**Selected extract**.
============================================================

The dreaded alarm clock. Most of us set our alarms about 20-30 minutes earlier than we need to do every morning and then hit that snooze button two or three times, depending on how tired we really are, to get a few extra minutes of sleep. Well, not only is there the obvious consequence of being late for work, school, or the important event you had to set an alarm for, but new research shows it actually is making us more tired!
AsapSCIENCE, which was founded and creates by two biologists, Mitchell Moffit and Gregory Brown, takes a unique approach to presenting biological concepts. They have found that the snooze button may not be the answer we are all looking for.
AsapSCIENCE is a group that releases videos on its YouTube page to show in simple, yet informative, explanations about topics that people really want to know about. The topics that AsapSCIENCE covers are relatable to the public which is why it is able to hold the attention of its fans. Currently, they have 61,000 + likes on Facebook and 589,000 + subscriptions on You Tube showing how their passion for science and dedication to bringing it to the modern day person works if you put it into a concept that relates to everyone.

============================================================

**Material supplied**.
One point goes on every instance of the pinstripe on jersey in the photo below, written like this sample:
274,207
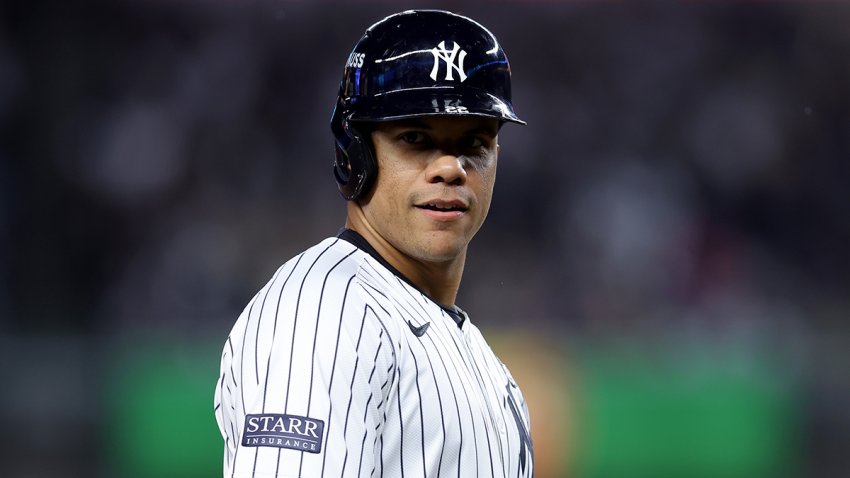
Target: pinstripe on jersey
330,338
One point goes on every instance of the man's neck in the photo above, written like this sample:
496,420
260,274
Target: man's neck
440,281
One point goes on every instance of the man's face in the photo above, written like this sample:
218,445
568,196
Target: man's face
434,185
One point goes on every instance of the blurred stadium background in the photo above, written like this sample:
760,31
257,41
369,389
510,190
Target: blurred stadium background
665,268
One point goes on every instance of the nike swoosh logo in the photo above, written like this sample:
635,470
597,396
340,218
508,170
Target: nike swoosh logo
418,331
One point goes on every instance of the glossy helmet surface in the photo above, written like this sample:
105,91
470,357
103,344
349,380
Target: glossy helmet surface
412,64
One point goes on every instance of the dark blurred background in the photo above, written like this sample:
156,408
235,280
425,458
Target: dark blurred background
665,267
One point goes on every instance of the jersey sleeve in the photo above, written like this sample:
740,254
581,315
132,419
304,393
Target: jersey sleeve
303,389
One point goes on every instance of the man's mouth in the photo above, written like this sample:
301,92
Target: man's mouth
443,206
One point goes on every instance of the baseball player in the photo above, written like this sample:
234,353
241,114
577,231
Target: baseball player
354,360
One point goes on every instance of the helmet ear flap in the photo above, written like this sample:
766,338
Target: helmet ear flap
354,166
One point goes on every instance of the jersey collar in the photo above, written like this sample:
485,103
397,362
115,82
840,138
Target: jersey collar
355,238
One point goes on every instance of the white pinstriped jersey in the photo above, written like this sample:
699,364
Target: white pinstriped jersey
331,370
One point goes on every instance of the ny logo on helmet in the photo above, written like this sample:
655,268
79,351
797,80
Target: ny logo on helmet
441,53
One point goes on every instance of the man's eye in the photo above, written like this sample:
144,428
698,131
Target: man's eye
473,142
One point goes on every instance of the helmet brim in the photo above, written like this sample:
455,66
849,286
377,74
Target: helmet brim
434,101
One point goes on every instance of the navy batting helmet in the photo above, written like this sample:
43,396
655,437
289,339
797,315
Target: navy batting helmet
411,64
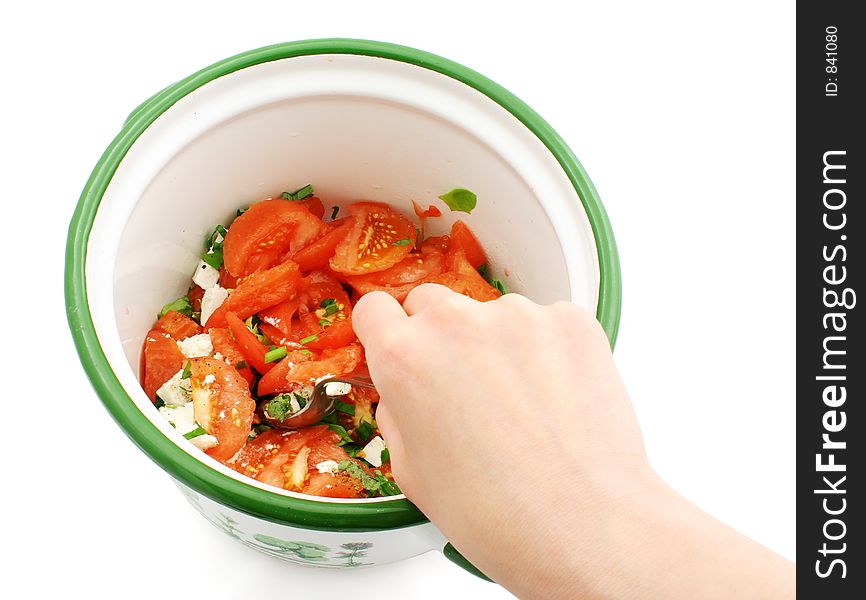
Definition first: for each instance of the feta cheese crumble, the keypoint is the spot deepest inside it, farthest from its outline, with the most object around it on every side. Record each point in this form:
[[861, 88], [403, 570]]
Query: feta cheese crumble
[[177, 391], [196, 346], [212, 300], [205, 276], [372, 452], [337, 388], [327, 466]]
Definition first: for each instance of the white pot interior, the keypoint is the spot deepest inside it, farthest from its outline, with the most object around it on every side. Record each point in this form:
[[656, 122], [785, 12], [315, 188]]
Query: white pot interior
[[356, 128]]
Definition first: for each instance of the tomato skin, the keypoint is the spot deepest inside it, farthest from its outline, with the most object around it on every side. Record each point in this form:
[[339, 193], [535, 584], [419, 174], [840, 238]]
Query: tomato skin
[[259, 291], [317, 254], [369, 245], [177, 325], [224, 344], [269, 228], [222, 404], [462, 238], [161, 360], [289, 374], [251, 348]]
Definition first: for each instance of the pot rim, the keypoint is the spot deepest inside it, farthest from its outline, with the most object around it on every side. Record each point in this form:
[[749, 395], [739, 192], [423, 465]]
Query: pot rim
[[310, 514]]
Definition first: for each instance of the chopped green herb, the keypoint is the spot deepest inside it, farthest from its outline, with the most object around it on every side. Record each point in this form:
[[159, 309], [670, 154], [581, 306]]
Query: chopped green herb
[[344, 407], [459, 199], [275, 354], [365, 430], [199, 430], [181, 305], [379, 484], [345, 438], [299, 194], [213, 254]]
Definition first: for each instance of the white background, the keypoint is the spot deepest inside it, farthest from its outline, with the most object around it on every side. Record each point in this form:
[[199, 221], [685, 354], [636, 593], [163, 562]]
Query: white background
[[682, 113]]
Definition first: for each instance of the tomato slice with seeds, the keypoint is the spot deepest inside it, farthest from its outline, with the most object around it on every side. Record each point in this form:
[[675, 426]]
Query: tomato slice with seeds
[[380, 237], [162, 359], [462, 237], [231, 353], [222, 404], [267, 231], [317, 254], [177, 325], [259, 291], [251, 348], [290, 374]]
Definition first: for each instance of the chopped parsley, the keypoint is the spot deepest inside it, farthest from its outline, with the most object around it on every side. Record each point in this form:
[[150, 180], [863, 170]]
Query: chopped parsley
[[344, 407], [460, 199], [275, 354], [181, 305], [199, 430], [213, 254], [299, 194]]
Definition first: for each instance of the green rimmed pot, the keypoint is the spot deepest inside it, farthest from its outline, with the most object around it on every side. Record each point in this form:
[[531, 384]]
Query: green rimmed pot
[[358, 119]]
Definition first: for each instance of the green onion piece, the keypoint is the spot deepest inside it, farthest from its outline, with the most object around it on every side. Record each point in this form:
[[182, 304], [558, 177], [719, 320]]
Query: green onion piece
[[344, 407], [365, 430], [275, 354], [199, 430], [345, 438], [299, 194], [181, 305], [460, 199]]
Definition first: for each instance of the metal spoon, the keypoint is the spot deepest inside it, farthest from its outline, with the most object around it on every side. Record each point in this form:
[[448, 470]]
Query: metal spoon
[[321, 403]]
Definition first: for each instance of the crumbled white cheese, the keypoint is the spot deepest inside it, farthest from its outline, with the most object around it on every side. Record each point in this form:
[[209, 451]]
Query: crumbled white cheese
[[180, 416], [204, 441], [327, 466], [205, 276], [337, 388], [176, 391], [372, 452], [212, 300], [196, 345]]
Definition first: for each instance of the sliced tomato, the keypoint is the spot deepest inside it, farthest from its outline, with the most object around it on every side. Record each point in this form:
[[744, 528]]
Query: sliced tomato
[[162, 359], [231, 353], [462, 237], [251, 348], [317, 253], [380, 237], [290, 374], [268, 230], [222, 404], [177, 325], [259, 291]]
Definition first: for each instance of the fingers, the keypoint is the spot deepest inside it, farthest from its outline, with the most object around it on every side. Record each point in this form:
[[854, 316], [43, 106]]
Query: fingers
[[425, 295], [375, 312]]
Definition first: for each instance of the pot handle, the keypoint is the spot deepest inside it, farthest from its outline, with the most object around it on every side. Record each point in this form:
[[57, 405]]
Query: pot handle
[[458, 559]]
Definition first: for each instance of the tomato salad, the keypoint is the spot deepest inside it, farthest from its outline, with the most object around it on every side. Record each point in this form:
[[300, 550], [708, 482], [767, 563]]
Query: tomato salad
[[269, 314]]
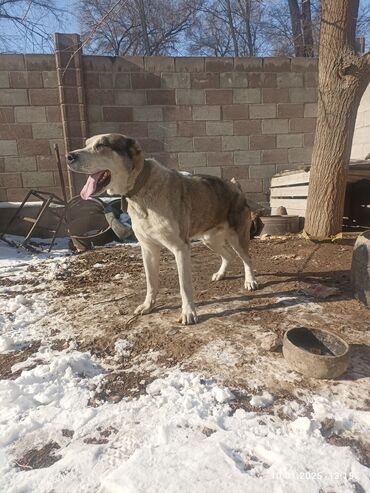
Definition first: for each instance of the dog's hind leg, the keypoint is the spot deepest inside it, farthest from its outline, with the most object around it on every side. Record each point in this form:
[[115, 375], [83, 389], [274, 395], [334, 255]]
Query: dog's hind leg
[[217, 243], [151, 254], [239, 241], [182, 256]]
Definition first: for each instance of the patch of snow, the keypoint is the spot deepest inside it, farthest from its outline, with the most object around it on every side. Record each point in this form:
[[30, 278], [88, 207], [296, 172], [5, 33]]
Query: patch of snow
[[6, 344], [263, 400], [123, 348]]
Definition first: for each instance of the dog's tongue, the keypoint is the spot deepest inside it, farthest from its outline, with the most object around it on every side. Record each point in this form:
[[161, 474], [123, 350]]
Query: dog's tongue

============================================================

**Exercise prompt**.
Continue the article on the snooze button and AsapSCIENCE, picking up after its final sentence.

**Result of the exercise**.
Their latest video is one about the snooze button:[youtube:P6zcSFA7ymo?feature=player_detailpage]
“This actually is a real thing and might be the most important thing you learn today on The Cycle,” host Ari Melber said. “Depending on when the alarm goes off you can trigger what’s called fragmented sleep. That’s that feeling of 'ahh I can’t even get up.' But, if they set that alarm for just 20 minutes later there is a good chance they would just come out not in the heavy sleep and not in the fragmented sleep which can take a toll for the rest of the day and can affect your memory function.”
For everyone who does hit the snooze button, the effects are real. According to AsapSCIENCE, by having those 5-10 minute increments of sleep, your body doesn’t enter the waking cycle. You then have increased grogginess and tiredness, you enter fragmented sleep, and it causes daytime impairment. So what is there advice to fix the snooze addiction? Adopt a regular sleep schedule and stick to it, even on the weekend. Or as S.E. say we all “just got to get up!”